*** Opening of SUPPLIED RECORDS ***

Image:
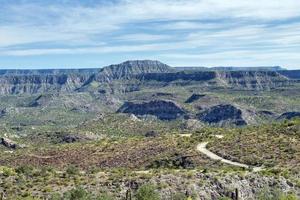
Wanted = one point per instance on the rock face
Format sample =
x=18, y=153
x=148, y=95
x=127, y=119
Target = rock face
x=143, y=72
x=289, y=115
x=224, y=114
x=31, y=84
x=253, y=80
x=164, y=110
x=129, y=69
x=194, y=97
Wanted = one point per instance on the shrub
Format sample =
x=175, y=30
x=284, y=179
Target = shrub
x=72, y=170
x=77, y=194
x=26, y=170
x=105, y=196
x=8, y=171
x=147, y=192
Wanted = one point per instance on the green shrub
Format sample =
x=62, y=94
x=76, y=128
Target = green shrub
x=266, y=194
x=8, y=171
x=77, y=194
x=147, y=192
x=26, y=170
x=105, y=197
x=72, y=170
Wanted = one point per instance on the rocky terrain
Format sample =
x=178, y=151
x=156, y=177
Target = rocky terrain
x=130, y=130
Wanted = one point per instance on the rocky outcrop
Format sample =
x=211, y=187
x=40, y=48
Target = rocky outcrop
x=292, y=74
x=289, y=115
x=164, y=110
x=31, y=84
x=134, y=74
x=194, y=97
x=71, y=138
x=224, y=114
x=252, y=80
x=129, y=69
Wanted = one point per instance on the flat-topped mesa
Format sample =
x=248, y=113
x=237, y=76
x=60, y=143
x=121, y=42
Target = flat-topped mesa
x=129, y=69
x=162, y=109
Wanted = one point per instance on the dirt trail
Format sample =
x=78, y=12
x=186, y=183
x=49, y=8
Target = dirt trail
x=202, y=148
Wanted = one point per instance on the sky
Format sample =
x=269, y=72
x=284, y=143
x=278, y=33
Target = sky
x=95, y=33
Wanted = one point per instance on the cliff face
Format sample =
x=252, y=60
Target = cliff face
x=144, y=72
x=129, y=69
x=30, y=84
x=164, y=110
x=257, y=80
x=222, y=115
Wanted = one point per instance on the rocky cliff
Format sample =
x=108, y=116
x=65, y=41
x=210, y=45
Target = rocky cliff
x=222, y=115
x=139, y=72
x=164, y=110
x=129, y=69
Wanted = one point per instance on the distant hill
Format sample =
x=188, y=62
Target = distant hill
x=146, y=73
x=232, y=68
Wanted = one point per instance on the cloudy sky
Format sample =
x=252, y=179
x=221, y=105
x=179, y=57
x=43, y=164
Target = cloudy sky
x=95, y=33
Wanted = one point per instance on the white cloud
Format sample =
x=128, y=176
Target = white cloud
x=209, y=28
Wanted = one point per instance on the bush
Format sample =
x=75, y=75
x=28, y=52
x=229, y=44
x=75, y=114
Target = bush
x=72, y=170
x=275, y=195
x=147, y=192
x=8, y=171
x=77, y=194
x=26, y=170
x=104, y=197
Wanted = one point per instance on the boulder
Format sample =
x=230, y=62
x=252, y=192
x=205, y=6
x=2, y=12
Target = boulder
x=194, y=97
x=288, y=115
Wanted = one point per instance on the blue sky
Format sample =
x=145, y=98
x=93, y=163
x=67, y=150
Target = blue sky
x=95, y=33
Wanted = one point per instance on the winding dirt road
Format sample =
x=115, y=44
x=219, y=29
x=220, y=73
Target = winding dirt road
x=202, y=148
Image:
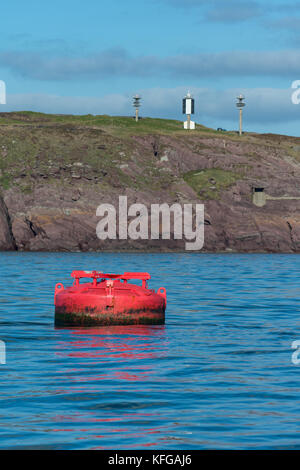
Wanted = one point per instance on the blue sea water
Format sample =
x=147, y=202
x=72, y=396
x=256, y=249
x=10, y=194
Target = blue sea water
x=217, y=375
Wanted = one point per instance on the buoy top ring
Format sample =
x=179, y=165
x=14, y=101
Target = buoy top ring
x=100, y=275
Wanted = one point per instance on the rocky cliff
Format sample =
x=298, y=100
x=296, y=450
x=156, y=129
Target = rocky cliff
x=56, y=170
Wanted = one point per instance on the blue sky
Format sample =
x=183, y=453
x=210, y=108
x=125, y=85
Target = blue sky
x=91, y=57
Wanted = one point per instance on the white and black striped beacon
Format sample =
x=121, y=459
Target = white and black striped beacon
x=188, y=108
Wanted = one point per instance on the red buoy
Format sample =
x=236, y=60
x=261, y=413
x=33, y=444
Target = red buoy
x=109, y=300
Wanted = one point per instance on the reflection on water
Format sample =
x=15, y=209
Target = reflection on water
x=217, y=375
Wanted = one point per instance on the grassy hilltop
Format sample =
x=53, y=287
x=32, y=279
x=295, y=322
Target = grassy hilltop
x=56, y=169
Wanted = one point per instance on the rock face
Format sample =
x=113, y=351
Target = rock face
x=54, y=176
x=6, y=237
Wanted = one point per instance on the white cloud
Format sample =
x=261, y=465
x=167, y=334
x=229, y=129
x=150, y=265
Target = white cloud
x=263, y=105
x=118, y=63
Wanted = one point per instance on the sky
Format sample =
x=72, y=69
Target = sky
x=91, y=57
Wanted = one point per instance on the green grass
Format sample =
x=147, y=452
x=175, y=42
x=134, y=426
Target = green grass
x=209, y=183
x=122, y=124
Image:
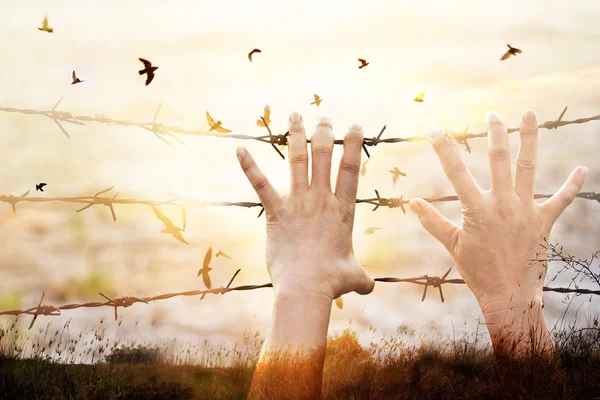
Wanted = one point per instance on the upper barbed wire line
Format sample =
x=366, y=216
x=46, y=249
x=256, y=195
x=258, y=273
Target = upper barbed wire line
x=160, y=129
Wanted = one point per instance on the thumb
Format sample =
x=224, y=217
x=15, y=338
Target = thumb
x=364, y=283
x=435, y=223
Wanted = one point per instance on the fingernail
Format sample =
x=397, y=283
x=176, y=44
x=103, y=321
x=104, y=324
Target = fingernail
x=296, y=117
x=324, y=121
x=356, y=128
x=241, y=153
x=295, y=123
x=528, y=116
x=415, y=206
x=436, y=136
x=493, y=118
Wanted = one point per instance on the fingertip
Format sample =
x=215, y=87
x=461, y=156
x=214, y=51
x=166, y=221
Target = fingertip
x=529, y=116
x=492, y=118
x=241, y=153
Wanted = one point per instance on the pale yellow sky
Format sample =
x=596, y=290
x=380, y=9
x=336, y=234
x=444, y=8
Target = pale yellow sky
x=449, y=49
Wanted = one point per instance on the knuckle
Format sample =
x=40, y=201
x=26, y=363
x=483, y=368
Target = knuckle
x=260, y=184
x=321, y=150
x=352, y=168
x=300, y=158
x=499, y=153
x=526, y=164
x=456, y=171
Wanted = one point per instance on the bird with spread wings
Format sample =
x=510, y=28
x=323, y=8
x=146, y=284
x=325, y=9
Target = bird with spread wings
x=45, y=27
x=267, y=117
x=215, y=126
x=171, y=229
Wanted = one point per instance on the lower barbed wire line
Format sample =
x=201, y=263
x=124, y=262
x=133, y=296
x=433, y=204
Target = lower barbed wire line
x=127, y=301
x=392, y=202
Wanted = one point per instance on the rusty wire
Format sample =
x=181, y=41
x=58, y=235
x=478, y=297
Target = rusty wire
x=161, y=130
x=109, y=201
x=127, y=301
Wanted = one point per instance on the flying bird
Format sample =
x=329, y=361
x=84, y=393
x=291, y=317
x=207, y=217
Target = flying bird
x=216, y=126
x=267, y=117
x=512, y=51
x=396, y=172
x=170, y=229
x=206, y=269
x=252, y=52
x=371, y=230
x=75, y=79
x=419, y=98
x=222, y=254
x=148, y=70
x=363, y=168
x=45, y=27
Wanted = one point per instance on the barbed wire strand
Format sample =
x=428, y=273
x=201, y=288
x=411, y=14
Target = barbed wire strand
x=160, y=130
x=109, y=201
x=127, y=301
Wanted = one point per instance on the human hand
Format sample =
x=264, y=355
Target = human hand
x=309, y=231
x=503, y=228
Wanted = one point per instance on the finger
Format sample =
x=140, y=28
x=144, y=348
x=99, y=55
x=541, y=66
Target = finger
x=347, y=181
x=435, y=223
x=297, y=154
x=499, y=154
x=527, y=157
x=365, y=283
x=457, y=172
x=556, y=204
x=267, y=194
x=321, y=145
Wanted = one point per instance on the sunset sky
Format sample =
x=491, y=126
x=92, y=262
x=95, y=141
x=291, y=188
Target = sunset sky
x=451, y=50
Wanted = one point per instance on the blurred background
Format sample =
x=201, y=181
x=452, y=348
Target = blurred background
x=449, y=50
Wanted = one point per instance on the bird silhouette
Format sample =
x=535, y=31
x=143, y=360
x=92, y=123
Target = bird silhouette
x=512, y=51
x=206, y=269
x=75, y=79
x=148, y=70
x=363, y=168
x=215, y=126
x=252, y=52
x=170, y=229
x=371, y=230
x=419, y=98
x=45, y=27
x=396, y=172
x=267, y=117
x=222, y=254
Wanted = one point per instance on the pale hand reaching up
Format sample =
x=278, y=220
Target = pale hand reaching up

*** Close of SUPPLIED RECORDS ***

■ WORK TO BE COMPLETED: Look back at the entries above and repeat, unchanged, every line from the line holding "x=148, y=95" through the line holding "x=121, y=42".

■ EXERCISE RESULT:
x=148, y=95
x=127, y=119
Target = rock face
x=143, y=72
x=289, y=115
x=224, y=114
x=31, y=84
x=253, y=80
x=164, y=110
x=129, y=69
x=194, y=97
Wanted = one point per instance on the shrub
Format sample =
x=175, y=30
x=284, y=179
Target = shrub
x=72, y=170
x=77, y=194
x=26, y=170
x=105, y=196
x=8, y=171
x=147, y=192
Wanted = one point per instance on the green shrub
Format sample =
x=62, y=94
x=76, y=128
Target = green shrub
x=266, y=194
x=8, y=171
x=77, y=194
x=147, y=192
x=26, y=170
x=105, y=197
x=72, y=170
Wanted = one point per instance on the rocky terrain
Format sample =
x=178, y=151
x=156, y=177
Target = rocky terrain
x=130, y=130
Wanted = one point per instance on the rocky outcrop
Format sample =
x=211, y=187
x=40, y=48
Target = rocky outcrop
x=292, y=74
x=289, y=115
x=164, y=110
x=31, y=84
x=134, y=74
x=194, y=97
x=71, y=138
x=224, y=114
x=252, y=80
x=129, y=69
Wanted = one point per instance on the flat-topped mesa
Format sample =
x=248, y=113
x=237, y=76
x=60, y=143
x=121, y=42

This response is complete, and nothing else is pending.